WHAT THIS TASK INVOLVES | Scale the data from the line that contains "Highlight grass field." through the line that contains "[459,325,669,600]", rewriting every line in that span, the "Highlight" lines included, with each bounding box coordinate multiplied by 1.05 and rounded to a whole number, halves going up. Give only those lines, and leave the pictures out.

ENTRIES PROVIDED |

┄┄┄┄┄┄

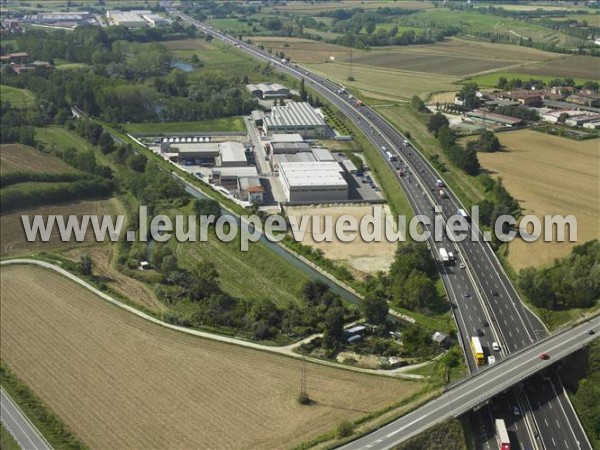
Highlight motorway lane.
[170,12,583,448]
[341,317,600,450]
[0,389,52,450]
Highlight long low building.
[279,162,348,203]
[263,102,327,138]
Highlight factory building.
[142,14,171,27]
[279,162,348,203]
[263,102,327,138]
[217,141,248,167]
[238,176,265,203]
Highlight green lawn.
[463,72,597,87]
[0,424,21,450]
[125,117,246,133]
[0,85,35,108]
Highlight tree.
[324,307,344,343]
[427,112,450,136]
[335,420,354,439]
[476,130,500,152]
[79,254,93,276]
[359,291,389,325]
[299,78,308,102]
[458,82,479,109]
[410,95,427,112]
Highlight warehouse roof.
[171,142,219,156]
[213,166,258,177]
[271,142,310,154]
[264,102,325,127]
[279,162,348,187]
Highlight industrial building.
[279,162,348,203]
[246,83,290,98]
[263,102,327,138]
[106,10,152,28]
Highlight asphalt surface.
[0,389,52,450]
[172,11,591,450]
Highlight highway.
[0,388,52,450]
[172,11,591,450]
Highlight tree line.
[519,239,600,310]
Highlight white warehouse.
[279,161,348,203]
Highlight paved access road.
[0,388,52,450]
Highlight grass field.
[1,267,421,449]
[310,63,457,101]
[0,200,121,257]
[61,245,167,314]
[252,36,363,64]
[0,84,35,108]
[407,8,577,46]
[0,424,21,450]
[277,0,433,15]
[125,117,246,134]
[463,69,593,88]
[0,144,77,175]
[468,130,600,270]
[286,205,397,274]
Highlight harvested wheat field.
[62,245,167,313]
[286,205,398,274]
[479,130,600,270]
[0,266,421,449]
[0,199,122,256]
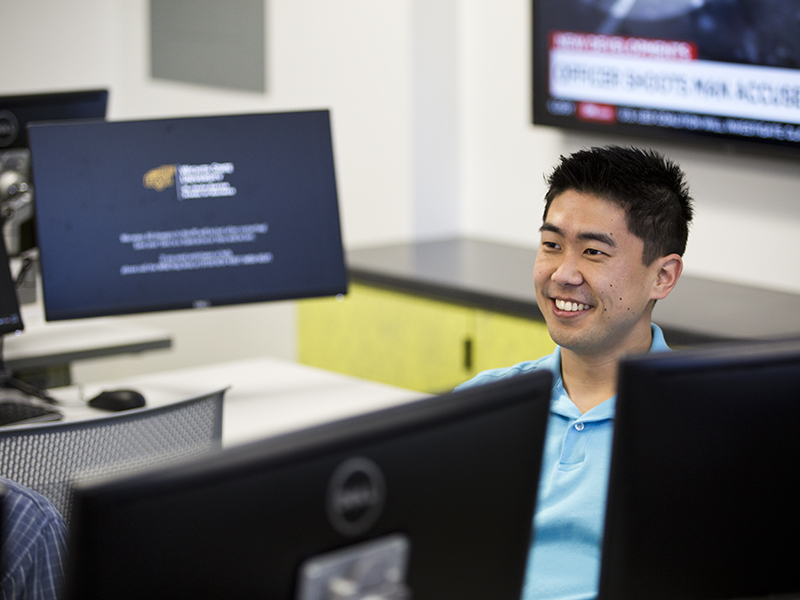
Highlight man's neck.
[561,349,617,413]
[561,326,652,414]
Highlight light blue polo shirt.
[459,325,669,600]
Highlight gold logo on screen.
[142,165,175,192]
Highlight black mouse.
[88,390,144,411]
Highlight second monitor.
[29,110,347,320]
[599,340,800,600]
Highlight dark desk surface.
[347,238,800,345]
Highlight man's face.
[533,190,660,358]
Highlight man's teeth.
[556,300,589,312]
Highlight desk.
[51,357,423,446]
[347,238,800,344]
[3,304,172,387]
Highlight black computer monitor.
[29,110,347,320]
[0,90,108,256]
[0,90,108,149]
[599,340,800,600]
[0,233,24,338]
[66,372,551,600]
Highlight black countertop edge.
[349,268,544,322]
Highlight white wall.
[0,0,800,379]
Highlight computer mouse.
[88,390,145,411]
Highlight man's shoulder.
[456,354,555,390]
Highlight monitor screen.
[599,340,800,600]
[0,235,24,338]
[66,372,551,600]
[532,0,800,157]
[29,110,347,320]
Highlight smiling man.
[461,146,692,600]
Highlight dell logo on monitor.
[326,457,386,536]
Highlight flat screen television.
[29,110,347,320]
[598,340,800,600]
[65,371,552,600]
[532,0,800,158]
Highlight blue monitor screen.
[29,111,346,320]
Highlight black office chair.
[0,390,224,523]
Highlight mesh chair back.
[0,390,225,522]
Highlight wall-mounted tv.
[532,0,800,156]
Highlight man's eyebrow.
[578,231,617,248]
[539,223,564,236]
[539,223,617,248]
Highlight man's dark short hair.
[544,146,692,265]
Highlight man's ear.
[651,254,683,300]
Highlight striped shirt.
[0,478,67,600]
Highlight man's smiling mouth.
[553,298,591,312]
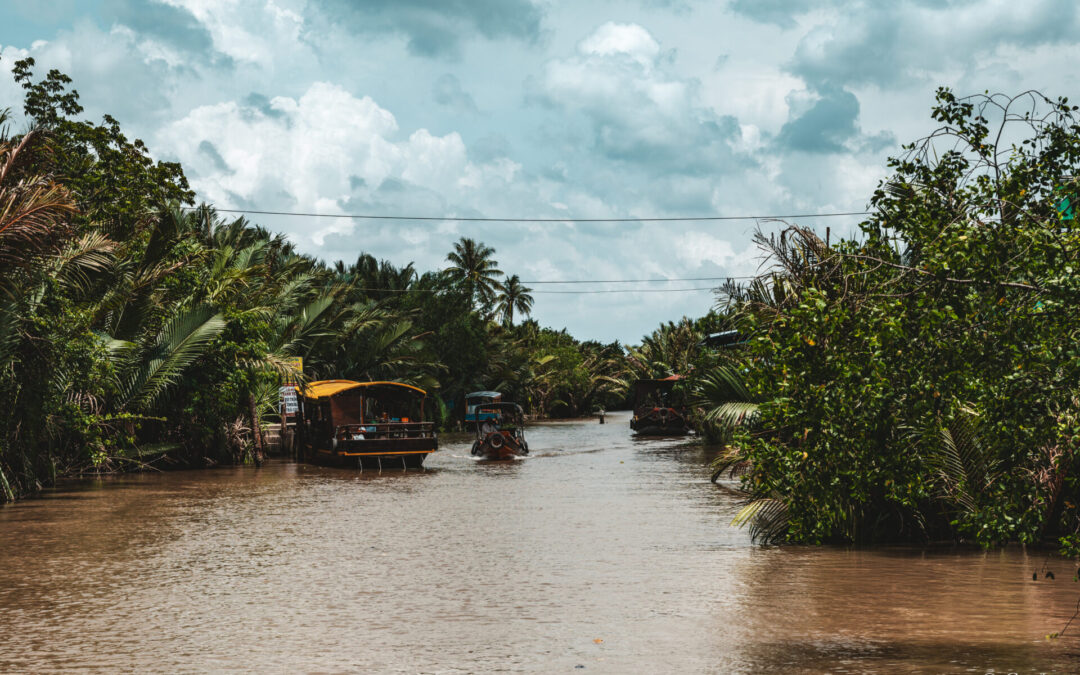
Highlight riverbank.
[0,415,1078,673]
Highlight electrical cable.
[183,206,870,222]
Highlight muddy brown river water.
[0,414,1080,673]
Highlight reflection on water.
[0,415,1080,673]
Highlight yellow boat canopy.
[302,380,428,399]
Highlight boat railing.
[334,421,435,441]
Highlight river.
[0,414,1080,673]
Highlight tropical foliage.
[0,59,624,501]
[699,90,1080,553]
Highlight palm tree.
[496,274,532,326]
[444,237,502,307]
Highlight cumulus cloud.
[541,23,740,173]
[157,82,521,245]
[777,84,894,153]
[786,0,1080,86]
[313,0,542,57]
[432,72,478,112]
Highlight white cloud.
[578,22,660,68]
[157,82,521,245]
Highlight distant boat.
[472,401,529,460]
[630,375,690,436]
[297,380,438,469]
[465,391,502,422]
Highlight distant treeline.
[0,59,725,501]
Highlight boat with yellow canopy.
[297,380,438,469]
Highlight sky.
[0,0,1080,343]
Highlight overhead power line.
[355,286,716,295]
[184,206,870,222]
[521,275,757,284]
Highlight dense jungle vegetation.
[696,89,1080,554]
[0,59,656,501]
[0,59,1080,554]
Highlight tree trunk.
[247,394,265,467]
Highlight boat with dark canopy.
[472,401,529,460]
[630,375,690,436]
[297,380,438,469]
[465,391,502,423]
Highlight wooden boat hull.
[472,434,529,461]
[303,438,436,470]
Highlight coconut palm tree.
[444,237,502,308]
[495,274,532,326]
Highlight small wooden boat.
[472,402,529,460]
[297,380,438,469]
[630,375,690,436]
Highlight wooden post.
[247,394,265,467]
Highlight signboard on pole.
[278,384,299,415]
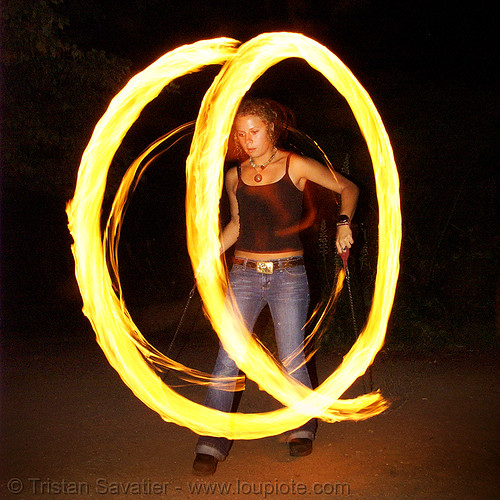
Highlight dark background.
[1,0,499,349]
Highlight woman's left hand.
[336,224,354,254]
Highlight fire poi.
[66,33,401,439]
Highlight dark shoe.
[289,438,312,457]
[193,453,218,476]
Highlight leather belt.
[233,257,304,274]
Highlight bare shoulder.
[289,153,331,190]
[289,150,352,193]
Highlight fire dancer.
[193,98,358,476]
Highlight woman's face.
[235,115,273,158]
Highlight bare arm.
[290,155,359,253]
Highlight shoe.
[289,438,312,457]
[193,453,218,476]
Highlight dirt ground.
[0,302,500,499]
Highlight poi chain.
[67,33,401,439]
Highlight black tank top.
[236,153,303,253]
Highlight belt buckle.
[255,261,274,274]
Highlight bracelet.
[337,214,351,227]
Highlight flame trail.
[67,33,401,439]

┄┄┄┄┄┄

TASK OUTPUT |
Highlight grass field.
[1,280,442,471]
[326,66,480,106]
[0,210,127,270]
[64,257,175,330]
[265,38,381,67]
[0,88,37,113]
[427,8,606,48]
[0,445,22,473]
[291,0,455,16]
[131,123,258,141]
[486,72,623,92]
[0,151,81,184]
[491,137,630,284]
[300,215,417,288]
Highlight harvested wheat field.
[65,257,175,329]
[300,215,418,288]
[503,137,630,284]
[0,279,442,471]
[0,209,128,269]
Highlight man's neck.
[589,366,648,434]
[589,342,685,435]
Highlight light blue polo shirt.
[482,341,702,630]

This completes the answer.